• _Raw records_:
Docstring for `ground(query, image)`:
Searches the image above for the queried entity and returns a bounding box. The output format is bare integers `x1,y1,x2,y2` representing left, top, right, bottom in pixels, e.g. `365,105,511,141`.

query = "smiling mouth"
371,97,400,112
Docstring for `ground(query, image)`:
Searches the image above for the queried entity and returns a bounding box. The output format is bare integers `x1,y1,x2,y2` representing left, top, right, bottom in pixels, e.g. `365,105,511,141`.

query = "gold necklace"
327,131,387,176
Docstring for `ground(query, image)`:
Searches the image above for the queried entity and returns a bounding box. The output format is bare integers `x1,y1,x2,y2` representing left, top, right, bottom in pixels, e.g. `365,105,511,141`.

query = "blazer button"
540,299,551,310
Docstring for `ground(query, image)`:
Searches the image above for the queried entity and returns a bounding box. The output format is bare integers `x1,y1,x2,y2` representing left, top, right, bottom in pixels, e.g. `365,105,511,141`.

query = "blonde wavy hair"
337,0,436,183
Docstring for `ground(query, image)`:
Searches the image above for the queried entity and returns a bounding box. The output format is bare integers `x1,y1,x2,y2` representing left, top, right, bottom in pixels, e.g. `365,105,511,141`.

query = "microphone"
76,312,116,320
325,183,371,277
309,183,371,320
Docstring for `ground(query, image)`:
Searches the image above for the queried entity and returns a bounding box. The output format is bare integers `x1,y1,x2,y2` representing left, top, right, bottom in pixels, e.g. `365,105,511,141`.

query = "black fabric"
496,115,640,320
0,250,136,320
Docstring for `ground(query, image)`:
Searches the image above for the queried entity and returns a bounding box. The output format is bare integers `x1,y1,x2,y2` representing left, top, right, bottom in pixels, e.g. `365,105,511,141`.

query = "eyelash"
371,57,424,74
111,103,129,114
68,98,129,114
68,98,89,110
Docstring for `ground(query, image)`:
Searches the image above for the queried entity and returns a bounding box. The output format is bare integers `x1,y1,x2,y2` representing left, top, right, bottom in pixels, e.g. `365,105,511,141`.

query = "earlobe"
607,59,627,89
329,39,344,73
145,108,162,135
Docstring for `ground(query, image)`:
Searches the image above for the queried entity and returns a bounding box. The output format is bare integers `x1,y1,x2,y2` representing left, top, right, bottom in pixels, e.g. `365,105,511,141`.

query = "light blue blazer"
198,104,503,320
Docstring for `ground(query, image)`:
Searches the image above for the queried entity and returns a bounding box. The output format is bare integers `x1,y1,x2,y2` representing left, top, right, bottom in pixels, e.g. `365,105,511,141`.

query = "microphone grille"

• _Task prompt_:
Output every one of the lines above as a two-column Markdown table headed "Row" and "Line", with the rows numbered in order and the blank lines left out.

• _Exercise result_:
| Row | Line |
|---|---|
| 1 | Docstring for `ground(query, image)`: |
| 2 | Searches the image above for the queried entity and returns a bounding box. The output format is bare integers `x1,y1,x2,y2` representing left, top, right, bottom in pixels, e.g. `365,105,511,141`. |
| 3 | query = "smiling mouth" |
| 4 | 371,97,400,112 |
| 5 | Docstring for `ground(query, image)`: |
| 6 | Searches the image above for the queried entity and returns a bounding box. The output format is bare integers `x1,y1,x2,y2` representing left, top, right, bottom in pixels, e.g. `365,105,511,141`. |
| 7 | query = "gold necklace" |
| 8 | 327,131,387,176 |
| 9 | Docstring for `ground(query, image)`: |
| 10 | Searches the image above for the queried entity and returns a bounding box. The output format is bare integers `x1,y1,x2,y2` representing left, top, right, bottom in pixels, e.g. `365,105,511,141`. |
| 11 | query = "blazer button" |
| 12 | 540,299,551,310 |
| 13 | Docstring for `ground(query, image)`: |
| 14 | Searches the image above for the queried entity and returns a bounding box. The output format is bare integers `x1,y1,x2,y2` representing left, top, right, bottom in pixels, e.g. `365,105,511,141`. |
| 15 | query = "blonde wavy hair" |
| 16 | 337,0,436,183 |
| 17 | Docstring for `ground(query, image)`: |
| 18 | Searches the image above for the queried entity and returns a bounding box. The output format is bare integers `x1,y1,x2,y2` representing left, top, right, bottom in pixels, e.g. `365,105,511,141`. |
| 19 | query = "microphone" |
| 20 | 76,312,116,320 |
| 21 | 325,183,371,277 |
| 22 | 309,183,371,320 |
| 23 | Docstring for `ground(query, image)`: |
| 24 | Searches the image above for the queried entity and returns a bounding box. The output format is bare integers `x1,y1,x2,y2` representing left, top, right, bottom in pixels, e.g. `365,105,511,141`. |
| 25 | query = "black fabric" |
| 26 | 496,115,640,320 |
| 27 | 0,250,136,320 |
| 28 | Docstring for `ground(query, image)`: |
| 29 | Searches the image above for the queried entity and returns a bounding box. The output format is bare integers `x1,y1,x2,y2` representing left, top, right, bottom in pixels, e.g. `365,105,511,141`. |
| 30 | query = "eyelash" |
| 31 | 371,57,424,74 |
| 32 | 111,103,129,114 |
| 33 | 68,98,129,114 |
| 34 | 68,98,89,110 |
| 35 | Docstring for `ground(query, image)`: |
| 36 | Searches the image above for the queried entity and returns a bounding box. The output format is bare integers `x1,y1,x2,y2` representing left, top, right, bottom in pixels, e.g. `365,105,511,141`. |
| 37 | query = "earlobe" |
| 38 | 607,59,627,89 |
| 39 | 329,39,344,73 |
| 40 | 145,108,162,135 |
| 41 | Docstring for `ground(query, image)`: |
| 42 | Searches the image above for the queried entity and returns a bounding box. The output format is bare integers `x1,y1,x2,y2` representing left, top, right, bottom in pixels, e.g. `365,105,511,141`. |
| 43 | query = "light blue blazer" |
| 44 | 198,104,503,320 |
| 45 | Docstring for `ground(query, image)`: |
| 46 | Searches the image above for the queried entity and returns a bounding box. The output format is bare integers `x1,y1,x2,y2` representing left, top, right, bottom in pixels, e.g. `365,105,511,141`. |
| 47 | query = "microphone grille" |